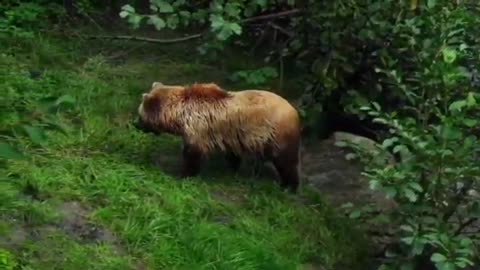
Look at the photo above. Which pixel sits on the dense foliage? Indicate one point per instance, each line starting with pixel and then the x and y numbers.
pixel 410 66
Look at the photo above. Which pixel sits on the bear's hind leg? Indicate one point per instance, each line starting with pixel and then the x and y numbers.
pixel 234 161
pixel 192 161
pixel 287 165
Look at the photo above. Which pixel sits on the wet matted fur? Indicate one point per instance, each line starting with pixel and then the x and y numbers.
pixel 209 118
━━━━━━━━
• **PROBLEM TO WORK ON**
Can you copy every row above word for word, leaving the picture out?

• **COMPLETE RESPONSE**
Look at the photo above. Which pixel sits on the dense foliage? Indicate one point per instance, each line starting with pixel and then the x and y numbers.
pixel 410 66
Look at the photo above. Which pixel sits on the bear's hind leg? Indicate one point per instance, each line starting with pixel and then the x and y numbers.
pixel 234 161
pixel 192 161
pixel 287 165
Look at the photo above. Which pixel sits on the wet matted fur? Indicate one point per instance, each line starting with pixel and then the x and y numbers.
pixel 209 118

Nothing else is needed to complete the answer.